# EXTRACTED TEXT

Before You Make a Bid
There is a lot of work that goes into planning an SCA event. No two events are the same and may require different ingredients. If you are thinking of becoming an autocrat (that’s the person who runs the event), here are some guidelines to get you ready to make your bid for the event:
By far the hardest part of autocrating event is finding a place to host it. When you find a site, consider this questions:
- Where is it?
- Is alcohol allowed?
- Are pets allowed?
- Are open fires allowed?
- Is it accessible to people with mobility issues?
- Is camping permitted?
- Are there any other site restrictions or things people should know about?
Time and Date
When is your event taking place? Is it a one day event or a weekend long event. Check with the East Kingdom calendar to make sure that your event doesn’t take place at the same time as other local events or big kingdom events. Your event still might conflict with something else, but it’s best to give your event the best chance of being successful.
When you’re just starting to plan for an event, a budget might sound intimidating, but it is essential for not only yourself, but also for the Shire’s approval committee. Is this event something that the Shire can afford? Are you spending money wisely? Are you forgetting things you might need? The more you think of early on, the smoother things will run. Here are some things you should have on your budget (this is by no means a complete list):
- Food (if applicable)
- Cleaning supplies (garbage bags, toilet paper, etc)
- Prizes for competitions
- Signs (if the Shire doesn’t already have)

# WHAT YOU NEED TO DO
1/ Condense the paragraph of the bid guidelines that begins "When is your event taking place?" into a short bulleted list that keeps its main facts.
2/ Summarize the bid guidelines in two sentences.

# STORED RECORDS
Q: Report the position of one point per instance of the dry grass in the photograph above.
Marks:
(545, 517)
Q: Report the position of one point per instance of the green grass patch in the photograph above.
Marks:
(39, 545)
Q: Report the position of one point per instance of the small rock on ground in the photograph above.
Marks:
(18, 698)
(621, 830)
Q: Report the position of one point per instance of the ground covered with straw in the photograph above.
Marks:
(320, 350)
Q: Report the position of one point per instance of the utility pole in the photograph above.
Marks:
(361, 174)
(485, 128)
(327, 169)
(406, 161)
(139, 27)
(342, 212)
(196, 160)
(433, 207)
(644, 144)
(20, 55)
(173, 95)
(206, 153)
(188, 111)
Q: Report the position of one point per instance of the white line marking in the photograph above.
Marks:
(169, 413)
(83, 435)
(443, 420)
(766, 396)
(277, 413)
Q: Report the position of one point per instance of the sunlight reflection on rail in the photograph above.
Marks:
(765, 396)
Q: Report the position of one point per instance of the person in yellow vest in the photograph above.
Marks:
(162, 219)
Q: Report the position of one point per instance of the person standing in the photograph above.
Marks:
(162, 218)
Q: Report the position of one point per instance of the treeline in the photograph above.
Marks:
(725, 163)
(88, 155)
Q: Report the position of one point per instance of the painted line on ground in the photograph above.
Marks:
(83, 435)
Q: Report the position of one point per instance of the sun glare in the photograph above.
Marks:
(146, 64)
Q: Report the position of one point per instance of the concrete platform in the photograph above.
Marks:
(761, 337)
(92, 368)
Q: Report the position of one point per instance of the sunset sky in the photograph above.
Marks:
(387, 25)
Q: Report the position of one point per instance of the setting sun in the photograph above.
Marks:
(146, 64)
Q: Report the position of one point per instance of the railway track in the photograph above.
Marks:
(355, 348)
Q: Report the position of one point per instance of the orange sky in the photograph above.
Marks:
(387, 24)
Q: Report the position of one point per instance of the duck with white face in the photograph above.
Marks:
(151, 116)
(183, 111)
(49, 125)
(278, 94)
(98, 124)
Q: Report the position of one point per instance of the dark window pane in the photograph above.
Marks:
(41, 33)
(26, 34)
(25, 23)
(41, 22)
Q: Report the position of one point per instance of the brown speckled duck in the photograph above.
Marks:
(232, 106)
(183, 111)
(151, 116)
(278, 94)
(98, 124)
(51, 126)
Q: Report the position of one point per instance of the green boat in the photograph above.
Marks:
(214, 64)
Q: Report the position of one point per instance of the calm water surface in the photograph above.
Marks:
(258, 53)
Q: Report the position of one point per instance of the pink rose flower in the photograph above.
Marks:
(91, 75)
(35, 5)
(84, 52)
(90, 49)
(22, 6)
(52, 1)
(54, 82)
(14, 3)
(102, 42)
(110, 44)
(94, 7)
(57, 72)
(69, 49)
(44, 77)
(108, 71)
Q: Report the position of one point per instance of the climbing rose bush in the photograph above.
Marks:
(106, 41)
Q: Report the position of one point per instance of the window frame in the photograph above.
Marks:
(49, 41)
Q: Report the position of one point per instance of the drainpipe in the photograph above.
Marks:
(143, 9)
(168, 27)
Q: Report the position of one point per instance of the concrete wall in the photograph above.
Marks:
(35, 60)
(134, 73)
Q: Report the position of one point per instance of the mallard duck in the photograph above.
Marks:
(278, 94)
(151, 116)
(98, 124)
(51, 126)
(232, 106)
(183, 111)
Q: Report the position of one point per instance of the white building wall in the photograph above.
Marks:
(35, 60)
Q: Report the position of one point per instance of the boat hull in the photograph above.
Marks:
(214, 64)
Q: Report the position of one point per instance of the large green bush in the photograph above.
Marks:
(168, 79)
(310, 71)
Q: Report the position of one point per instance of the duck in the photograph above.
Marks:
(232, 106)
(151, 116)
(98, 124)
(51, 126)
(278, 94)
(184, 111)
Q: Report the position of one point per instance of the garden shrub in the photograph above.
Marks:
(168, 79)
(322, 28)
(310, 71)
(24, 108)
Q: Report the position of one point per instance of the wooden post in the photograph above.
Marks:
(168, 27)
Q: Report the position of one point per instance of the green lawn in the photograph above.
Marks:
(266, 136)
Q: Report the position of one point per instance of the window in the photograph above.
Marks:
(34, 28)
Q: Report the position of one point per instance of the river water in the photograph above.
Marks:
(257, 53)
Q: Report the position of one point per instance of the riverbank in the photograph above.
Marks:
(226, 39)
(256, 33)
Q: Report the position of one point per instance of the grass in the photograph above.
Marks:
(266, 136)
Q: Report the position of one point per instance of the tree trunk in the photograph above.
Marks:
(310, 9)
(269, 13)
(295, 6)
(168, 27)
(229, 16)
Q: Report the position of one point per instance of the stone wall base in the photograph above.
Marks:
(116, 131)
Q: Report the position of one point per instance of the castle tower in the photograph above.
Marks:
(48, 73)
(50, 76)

# SOLUTIONS IN ORDER
1/
- Decide when the event will take place and whether it runs one day or a whole weekend.
- Check the East Kingdom calendar so the event does not coincide with other local events or big kingdom events.
- A conflict may still happen, but checking gives the event the best chance of success.

2/ Planning an SCA event takes a lot of work, and anyone thinking of becoming an autocrat, the person who runs the event, should prepare before bidding, starting with the hardest part: finding a site and checking its rules on matters such as alcohol, pets, fires, accessibility and camping. The autocrat should also pick a date that avoids clashes on the East Kingdom calendar and draw up a budget covering items such as food, cleaning supplies, competition prizes and signs.